Goal: Copy out the items below word for word, leaving nothing out.

Position annotation records:
::::::::::
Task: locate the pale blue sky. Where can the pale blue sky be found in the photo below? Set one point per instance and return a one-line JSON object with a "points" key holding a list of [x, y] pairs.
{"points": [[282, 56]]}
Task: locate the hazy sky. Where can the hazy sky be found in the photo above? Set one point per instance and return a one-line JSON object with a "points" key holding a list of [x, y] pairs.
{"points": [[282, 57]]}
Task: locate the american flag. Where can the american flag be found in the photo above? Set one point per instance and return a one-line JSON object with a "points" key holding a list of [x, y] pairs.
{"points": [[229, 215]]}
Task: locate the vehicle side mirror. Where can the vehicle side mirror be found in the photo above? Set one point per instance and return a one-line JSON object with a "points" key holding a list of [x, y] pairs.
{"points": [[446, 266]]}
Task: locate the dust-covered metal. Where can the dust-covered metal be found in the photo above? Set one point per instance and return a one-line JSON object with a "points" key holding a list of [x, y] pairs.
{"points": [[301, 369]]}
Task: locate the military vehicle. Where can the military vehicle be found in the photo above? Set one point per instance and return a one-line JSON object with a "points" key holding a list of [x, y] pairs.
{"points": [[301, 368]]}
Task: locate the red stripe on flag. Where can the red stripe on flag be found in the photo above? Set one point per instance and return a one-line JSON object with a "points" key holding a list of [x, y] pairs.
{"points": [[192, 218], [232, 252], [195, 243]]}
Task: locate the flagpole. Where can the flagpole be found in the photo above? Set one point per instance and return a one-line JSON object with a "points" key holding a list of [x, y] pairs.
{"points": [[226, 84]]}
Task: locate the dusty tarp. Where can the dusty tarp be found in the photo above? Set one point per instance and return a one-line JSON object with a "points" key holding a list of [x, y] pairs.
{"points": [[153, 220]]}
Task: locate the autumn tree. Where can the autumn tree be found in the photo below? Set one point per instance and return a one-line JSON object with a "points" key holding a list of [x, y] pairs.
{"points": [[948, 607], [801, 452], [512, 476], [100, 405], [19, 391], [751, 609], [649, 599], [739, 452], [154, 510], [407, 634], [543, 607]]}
::::::::::
Exercise answer:
Task: locate the pale blue sky. Where can the pale blue sky be found in the photo below? Set one point per instance and return a one-line JSON object with a "points" key holding a list of [x, y] pairs.
{"points": [[282, 56]]}
Task: locate the hazy sky. Where can the hazy sky be found in the photo above? Set one point per instance and return a one-line JSON object with a "points" key holding a list of [x, y] pairs.
{"points": [[282, 57]]}
Task: locate the american flag. Where can the american flag be found in the photo above? Set one point per instance and return a one-line JSON object with a "points" key holding a list of [x, y] pairs.
{"points": [[229, 215]]}
Task: locate the vehicle side mirror. Where can the vehicle side mirror be found in the photo above? Set one point per instance and return a one-line JSON object with a "points" key holding a list of [x, y] pairs.
{"points": [[446, 266]]}
Task: locate the dust-covered metal. Where can the dust-covered metal be found in the photo above? Set one point per instance and return a one-line JSON object with a "points" key holding a list of [x, y] pairs.
{"points": [[301, 369]]}
Task: locate the military vehicle. Where can the military vehicle be found in the photo above? Set one point per instance and return a one-line JSON object with a "points" key holding a list of [x, y] pairs.
{"points": [[301, 368]]}
Task: locate the red stripe on flag. Where can the red stripe on flag be found in the photo above? Set one point per instance and return a one-line JSON object with a "points" key holding a list of [x, y] pairs.
{"points": [[192, 218], [232, 252], [195, 243]]}
Task: locate the flagpole. Where can the flagpole be found in the photo above? Set one point per instance and return a one-line JSON object with a "points" key holding a list of [x, y] pairs.
{"points": [[226, 84]]}
Task: locate the dusty tarp. Where can the dusty tarp be found in the photo above? Set one point per instance and return a one-line JSON object with a "points" key holding a list of [x, y] pairs.
{"points": [[153, 220]]}
Task: locate the autumn tree. Where can the autumn tree be found in the photo below? Set one point per instance and return a one-line JSON object with a "points" key holding a list of [x, y] pairs.
{"points": [[948, 607], [801, 452], [512, 476], [100, 405], [19, 391], [751, 609], [649, 599], [739, 452], [154, 510], [407, 634], [543, 607]]}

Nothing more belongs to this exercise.